* Provided material *
>>>
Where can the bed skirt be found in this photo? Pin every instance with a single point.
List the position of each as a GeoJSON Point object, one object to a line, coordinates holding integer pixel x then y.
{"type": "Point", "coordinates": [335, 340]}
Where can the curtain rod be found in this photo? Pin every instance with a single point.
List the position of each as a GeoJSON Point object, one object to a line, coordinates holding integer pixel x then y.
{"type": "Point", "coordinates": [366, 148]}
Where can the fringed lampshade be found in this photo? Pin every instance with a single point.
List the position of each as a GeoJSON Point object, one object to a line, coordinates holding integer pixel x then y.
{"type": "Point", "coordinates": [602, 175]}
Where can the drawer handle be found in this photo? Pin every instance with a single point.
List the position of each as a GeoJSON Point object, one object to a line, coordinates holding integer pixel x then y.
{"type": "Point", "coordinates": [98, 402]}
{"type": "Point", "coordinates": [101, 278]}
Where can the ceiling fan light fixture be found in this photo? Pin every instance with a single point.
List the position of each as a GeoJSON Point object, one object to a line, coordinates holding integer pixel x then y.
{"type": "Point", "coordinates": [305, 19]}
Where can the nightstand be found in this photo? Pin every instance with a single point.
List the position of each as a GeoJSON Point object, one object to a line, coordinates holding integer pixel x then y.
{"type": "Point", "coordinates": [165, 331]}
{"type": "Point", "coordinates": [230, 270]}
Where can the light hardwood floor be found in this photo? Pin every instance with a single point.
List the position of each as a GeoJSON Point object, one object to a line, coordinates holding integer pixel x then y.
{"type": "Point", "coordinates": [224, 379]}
<<<
>>>
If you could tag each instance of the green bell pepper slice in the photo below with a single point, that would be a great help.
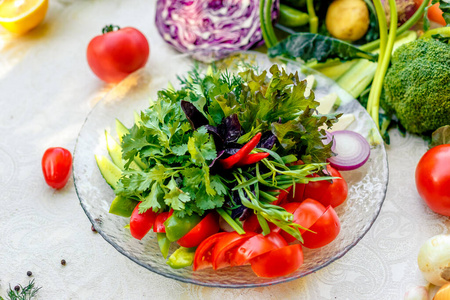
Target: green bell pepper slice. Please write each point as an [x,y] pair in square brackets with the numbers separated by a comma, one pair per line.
<<<
* Try it *
Every line in the listing that holds the string "Where" should be copied out.

* Answer *
Where can the bed skirt be found in this photo? Pin every instance with a single point.
Where can the curtain rod be found in this photo? Pin every instance with a single point.
Where can the fringed lampshade be found in this photo? Pin every instance with a single point.
Where can the drawer handle be found in this photo? Pin every instance with a single point.
Where can the ceiling fan light fixture be found in this photo? Pin every instance with a single point.
Where can the nightstand be found in this photo? Pin every instance with a single point.
Where can the light hardwood floor be found in this photo? Pin every instance with a single point.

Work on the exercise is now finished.